:: INFORMATION SUPPLIED

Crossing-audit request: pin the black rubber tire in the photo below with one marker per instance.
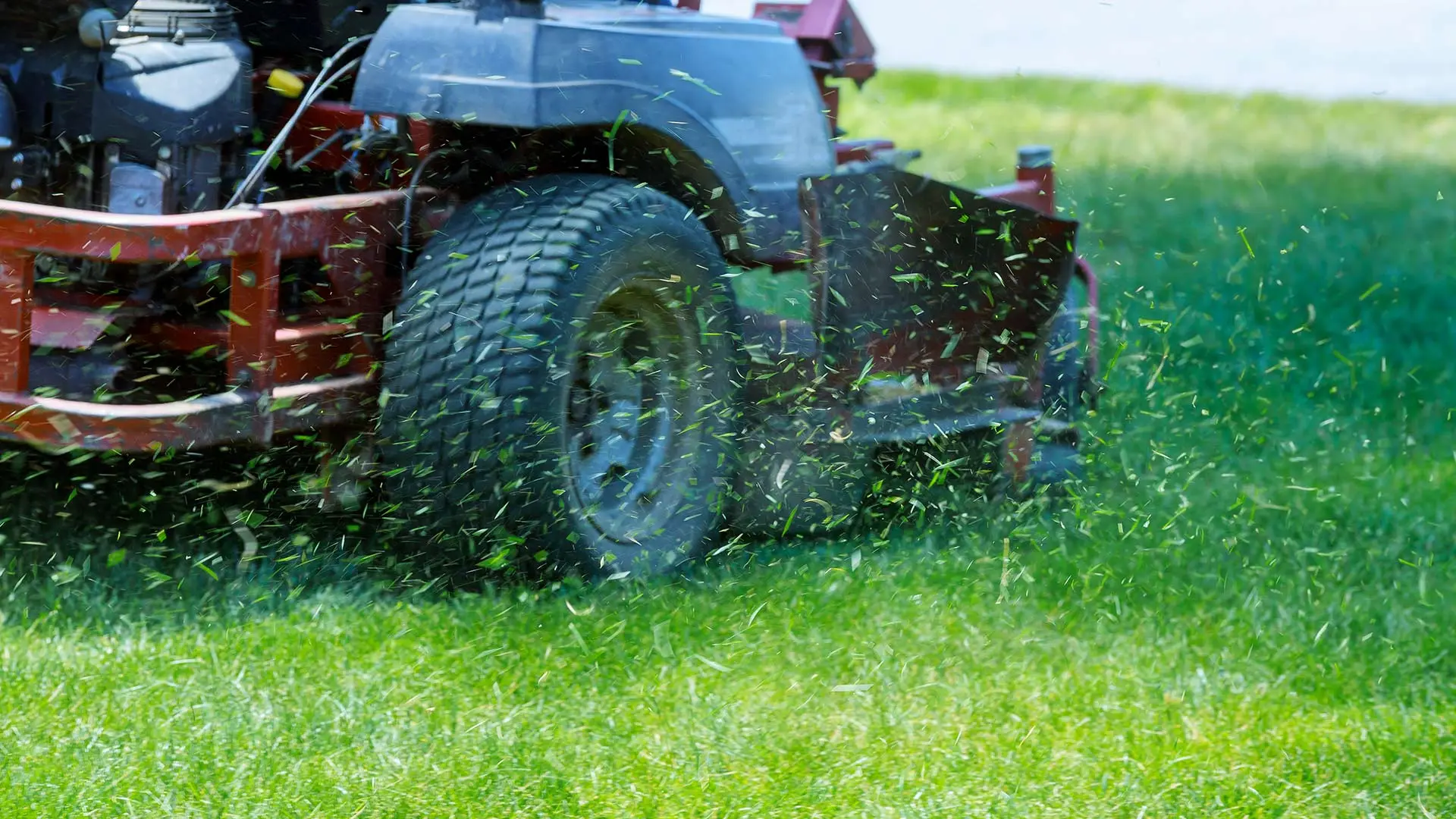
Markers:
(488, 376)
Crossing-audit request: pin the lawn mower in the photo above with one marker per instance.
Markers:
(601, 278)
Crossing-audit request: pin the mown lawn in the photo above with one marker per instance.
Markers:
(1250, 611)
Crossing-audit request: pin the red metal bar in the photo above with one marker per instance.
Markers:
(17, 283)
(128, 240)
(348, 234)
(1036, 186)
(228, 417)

::::
:: INFORMATION SUPPLIED

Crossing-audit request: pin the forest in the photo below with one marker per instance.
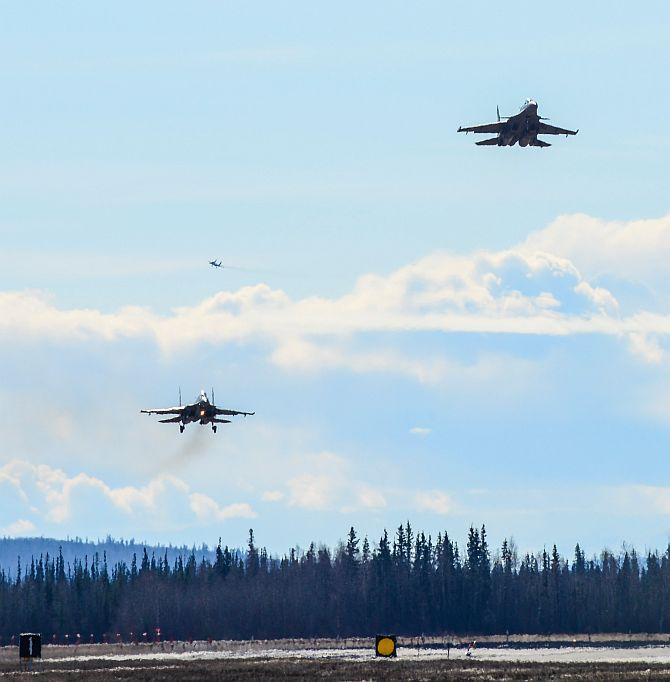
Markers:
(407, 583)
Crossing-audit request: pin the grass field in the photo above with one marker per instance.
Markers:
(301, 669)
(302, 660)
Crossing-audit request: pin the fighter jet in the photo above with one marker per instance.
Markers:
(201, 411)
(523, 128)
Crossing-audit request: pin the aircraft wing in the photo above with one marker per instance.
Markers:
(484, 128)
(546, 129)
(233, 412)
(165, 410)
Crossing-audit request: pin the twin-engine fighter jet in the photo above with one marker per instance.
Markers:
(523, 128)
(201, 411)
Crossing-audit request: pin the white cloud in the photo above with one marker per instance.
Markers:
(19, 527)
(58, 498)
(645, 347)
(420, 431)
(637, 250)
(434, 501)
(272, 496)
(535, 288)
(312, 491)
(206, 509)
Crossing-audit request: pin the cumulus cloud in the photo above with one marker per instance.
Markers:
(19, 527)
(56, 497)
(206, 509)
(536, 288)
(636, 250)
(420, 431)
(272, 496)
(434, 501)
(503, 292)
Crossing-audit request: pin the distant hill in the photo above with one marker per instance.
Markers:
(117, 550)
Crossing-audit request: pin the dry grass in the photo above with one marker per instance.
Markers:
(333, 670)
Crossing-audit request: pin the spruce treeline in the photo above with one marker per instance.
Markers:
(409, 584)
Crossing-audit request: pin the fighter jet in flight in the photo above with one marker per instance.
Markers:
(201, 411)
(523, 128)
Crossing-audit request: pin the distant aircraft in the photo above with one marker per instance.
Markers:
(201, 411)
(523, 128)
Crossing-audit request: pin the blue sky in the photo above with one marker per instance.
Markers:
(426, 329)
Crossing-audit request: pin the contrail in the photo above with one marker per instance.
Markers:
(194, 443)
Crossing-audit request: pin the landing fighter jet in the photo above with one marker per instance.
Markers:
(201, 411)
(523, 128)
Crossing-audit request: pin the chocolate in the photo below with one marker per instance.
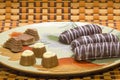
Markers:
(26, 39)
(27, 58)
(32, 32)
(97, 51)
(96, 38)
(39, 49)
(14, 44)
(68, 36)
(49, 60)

::::
:: INFORMATION SUPPLIED

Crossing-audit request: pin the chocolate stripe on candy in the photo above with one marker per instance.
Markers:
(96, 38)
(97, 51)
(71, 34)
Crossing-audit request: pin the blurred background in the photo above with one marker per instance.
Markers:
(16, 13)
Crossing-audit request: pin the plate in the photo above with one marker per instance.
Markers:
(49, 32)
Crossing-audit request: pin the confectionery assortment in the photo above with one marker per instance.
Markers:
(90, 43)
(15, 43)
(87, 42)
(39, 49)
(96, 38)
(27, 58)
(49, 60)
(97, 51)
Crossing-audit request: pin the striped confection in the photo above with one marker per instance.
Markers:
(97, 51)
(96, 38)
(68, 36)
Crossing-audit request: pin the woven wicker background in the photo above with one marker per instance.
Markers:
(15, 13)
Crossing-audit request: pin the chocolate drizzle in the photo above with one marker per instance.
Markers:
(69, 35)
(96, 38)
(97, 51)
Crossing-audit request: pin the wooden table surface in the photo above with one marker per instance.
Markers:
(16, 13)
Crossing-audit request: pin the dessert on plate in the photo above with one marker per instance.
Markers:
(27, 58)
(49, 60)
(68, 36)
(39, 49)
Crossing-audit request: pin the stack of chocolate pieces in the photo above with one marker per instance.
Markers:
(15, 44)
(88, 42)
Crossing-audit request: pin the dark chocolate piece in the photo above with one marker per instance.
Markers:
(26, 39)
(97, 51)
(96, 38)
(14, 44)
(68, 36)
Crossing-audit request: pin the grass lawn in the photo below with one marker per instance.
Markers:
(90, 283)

::::

#### EXERCISE INSTRUCTIONS
Locate each line in the data above that contains the string "cloud" and copy those lines out in order. Matching is case-sensitive.

#### REPLY TO THE TASK
Crossing-audit request: pin the white cloud in the photo above with one marker per instance.
Crossing-audit request: pin the cumulus cloud in the photo above with one marker per instance.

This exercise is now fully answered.